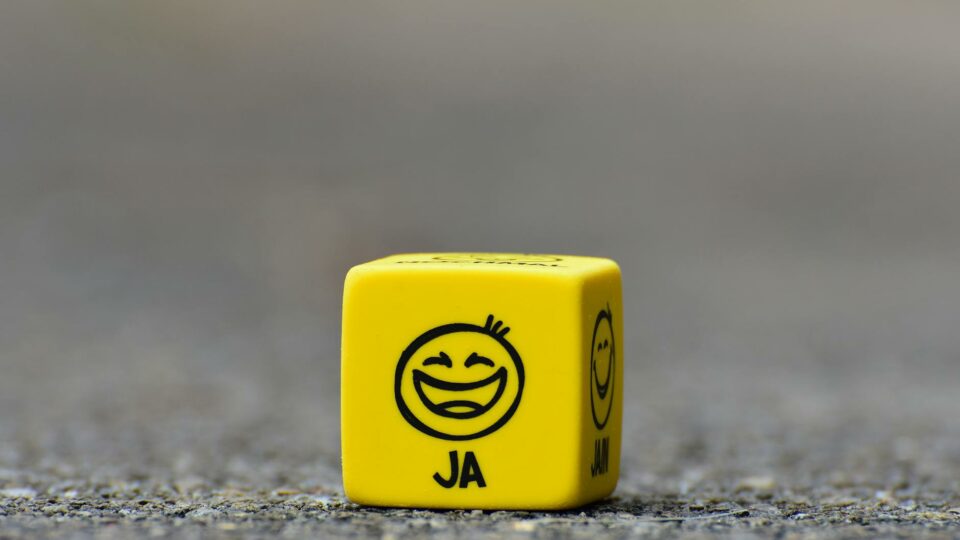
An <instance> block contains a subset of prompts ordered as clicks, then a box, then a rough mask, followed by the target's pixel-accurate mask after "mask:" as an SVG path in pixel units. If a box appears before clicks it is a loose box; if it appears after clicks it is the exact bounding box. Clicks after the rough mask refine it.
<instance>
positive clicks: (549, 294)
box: [341, 261, 621, 509]
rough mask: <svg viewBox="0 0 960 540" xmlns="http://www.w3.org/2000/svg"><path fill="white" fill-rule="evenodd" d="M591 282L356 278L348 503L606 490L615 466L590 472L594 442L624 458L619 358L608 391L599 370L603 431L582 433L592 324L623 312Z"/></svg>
mask: <svg viewBox="0 0 960 540" xmlns="http://www.w3.org/2000/svg"><path fill="white" fill-rule="evenodd" d="M594 281H596V280H594V279H592V278H585V277H584V275H583V274H576V273H574V272H565V271H563V270H562V269H561V270H551V269H549V268H548V269H542V268H536V267H534V268H526V267H519V268H516V269H514V268H509V267H503V266H496V267H489V266H485V265H472V264H456V265H441V264H437V265H428V264H423V265H414V264H400V262H399V261H398V262H397V264H396V265H392V264H386V263H383V262H381V263H379V264H372V263H371V265H361V266H360V267H357V268H355V269H354V270H352V271H351V273H350V275H349V276H348V278H347V282H346V284H345V290H344V319H343V341H342V360H341V361H342V366H341V380H342V383H341V400H342V401H341V421H342V450H343V479H344V489H345V491H346V494H347V496H348V497H349V498H350V499H351V500H353V501H355V502H358V503H362V504H372V505H382V506H405V507H428V508H490V509H493V508H516V509H524V508H529V509H551V508H566V507H572V506H576V505H578V504H582V503H584V502H587V501H588V500H592V499H593V498H598V497H599V496H603V494H606V493H608V492H609V490H612V486H613V485H615V483H616V474H617V470H616V465H615V463H614V461H610V462H609V464H611V465H608V467H609V468H608V469H607V470H605V471H603V472H601V473H600V474H599V475H595V476H585V474H584V471H587V475H589V469H588V468H585V467H586V465H587V462H588V461H592V460H593V459H594V448H593V441H594V439H596V438H597V436H600V435H603V436H607V437H610V438H611V441H612V439H613V438H614V437H615V438H616V451H615V452H614V450H613V446H608V447H607V448H608V449H609V452H610V453H609V454H608V455H609V457H610V459H611V460H614V459H618V458H619V421H620V418H619V415H620V411H619V403H620V402H619V401H618V399H619V396H617V395H616V394H617V393H619V392H620V388H621V387H620V386H619V384H620V382H619V380H620V375H621V371H620V367H619V359H617V361H615V362H614V363H612V364H610V368H609V369H612V370H614V371H612V372H611V377H612V381H611V382H608V383H603V381H604V380H606V379H605V378H604V375H605V373H606V372H605V371H603V370H604V369H606V364H604V365H601V366H600V367H599V368H598V373H600V375H601V383H603V384H607V385H608V386H607V387H606V388H609V390H605V391H603V392H602V393H603V396H602V397H600V398H599V400H598V402H600V403H599V406H601V409H598V410H600V412H601V413H602V415H605V416H607V419H606V422H607V423H606V425H607V426H609V427H605V428H604V429H606V431H604V429H600V430H597V431H596V432H593V431H591V432H589V433H587V432H586V430H585V428H584V426H585V425H586V424H587V423H588V422H589V424H590V425H591V426H593V425H594V424H593V419H592V412H591V411H592V409H591V408H590V401H589V399H590V397H589V396H590V394H589V393H587V392H585V389H587V388H589V387H588V386H587V383H588V382H589V381H588V380H587V374H588V371H589V366H588V360H586V359H585V358H588V356H587V347H588V345H586V344H585V342H586V341H588V340H590V339H591V337H590V335H589V334H586V330H585V328H586V326H585V324H584V313H585V312H587V311H594V310H598V309H600V307H601V306H606V302H611V309H612V313H614V314H616V318H613V319H612V320H611V324H612V325H613V326H611V327H610V328H615V327H616V324H618V322H619V309H620V304H619V302H620V299H619V296H618V295H617V296H616V297H615V298H614V297H613V296H612V295H613V293H614V289H612V288H611V289H609V290H603V291H601V292H597V293H596V294H593V293H590V292H589V291H590V286H591V285H590V284H591V283H593V282H594ZM615 289H616V293H619V273H617V280H616V287H615ZM588 296H589V297H591V298H593V300H590V302H587V301H586V299H587V298H588ZM600 298H603V301H602V302H601V301H600V300H599V299H600ZM598 302H600V303H598ZM588 303H589V305H587V304H588ZM594 304H597V305H594ZM614 306H615V307H614ZM596 315H597V313H593V316H596ZM604 320H606V319H604ZM605 328H606V327H605ZM592 330H593V328H592V323H591V328H590V331H591V332H592ZM604 331H606V330H604ZM610 331H611V332H613V330H610ZM617 332H619V330H616V331H615V332H614V333H615V334H616V337H617V338H619V336H620V334H619V333H617ZM608 339H609V338H608ZM602 388H605V387H603V386H601V389H602ZM608 396H609V397H608ZM604 400H607V401H609V403H610V411H609V413H607V412H605V410H603V409H602V407H604V406H606V403H607V402H606V401H604ZM598 414H600V413H598ZM615 424H616V429H615V428H614V425H615ZM588 438H589V440H588ZM609 444H611V443H608V445H609ZM588 454H589V455H588ZM597 476H599V477H600V478H599V479H598V478H597ZM611 478H612V479H613V480H612V481H613V484H610V483H609V481H610V480H609V479H611ZM608 488H609V489H608ZM601 492H602V494H601V495H599V496H595V495H594V494H595V493H601Z"/></svg>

### Problem statement
Could you show every line of the listing that holds the string "instance"?

### Task answer
An <instance> block contains a subset of prompts ordered as clicks, then a box, then a rough mask, followed by the target's pixel-accurate mask after "mask:" as an SVG path in pixel units. If a box appears before clicks it is a loose box; if it appears after clicks it is the exact bounding box. Clicks after the rough mask refine it.
<instance>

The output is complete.